● **WHAT NEEDS TO BE DONE**
Can you show every line in the records below that contains the word "metal", copying each such line in full? Case counts.

※ ※ ※

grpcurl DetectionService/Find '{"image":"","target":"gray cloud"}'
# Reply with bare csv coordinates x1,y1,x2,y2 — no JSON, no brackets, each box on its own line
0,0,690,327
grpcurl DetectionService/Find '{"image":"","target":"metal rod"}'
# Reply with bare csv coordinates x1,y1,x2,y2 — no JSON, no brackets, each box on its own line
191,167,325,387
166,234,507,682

※ ※ ※

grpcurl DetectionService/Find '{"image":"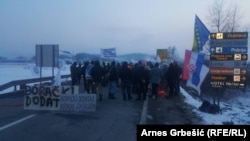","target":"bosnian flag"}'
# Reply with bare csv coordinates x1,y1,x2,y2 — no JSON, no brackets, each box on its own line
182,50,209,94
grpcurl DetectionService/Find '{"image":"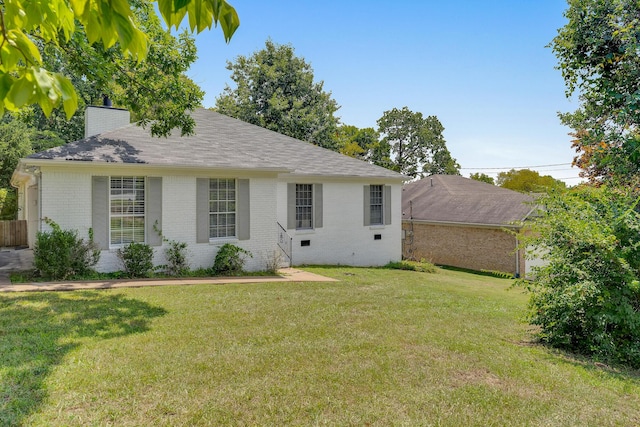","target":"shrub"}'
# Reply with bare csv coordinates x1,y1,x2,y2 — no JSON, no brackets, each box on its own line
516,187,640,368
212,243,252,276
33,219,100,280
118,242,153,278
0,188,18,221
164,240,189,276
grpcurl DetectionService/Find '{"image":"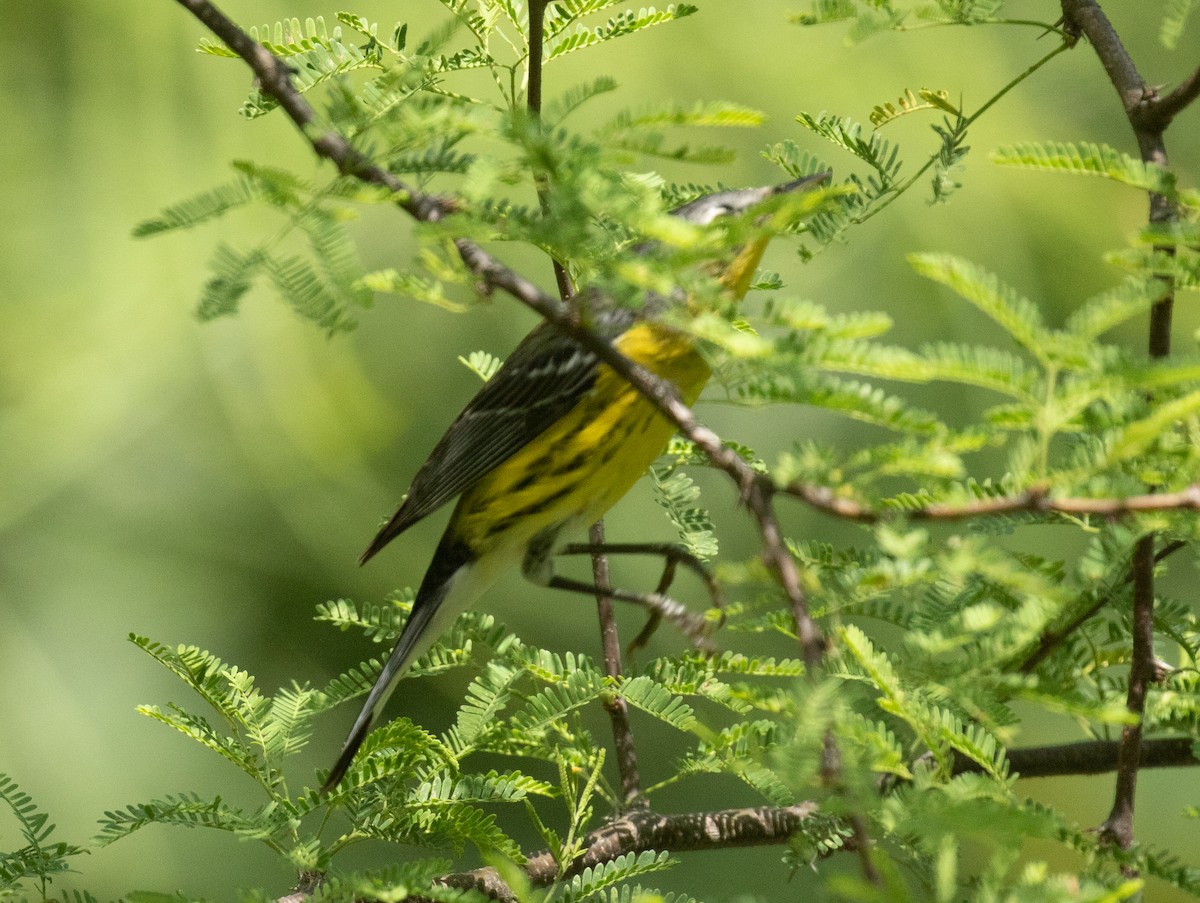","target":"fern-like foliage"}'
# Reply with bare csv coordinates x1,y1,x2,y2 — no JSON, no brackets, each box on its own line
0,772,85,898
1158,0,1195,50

※ ※ ※

● **ANSWER TO THE PROBLEM**
grpcurl DetectionService/Find '{"image":"","target":"metal rod"}'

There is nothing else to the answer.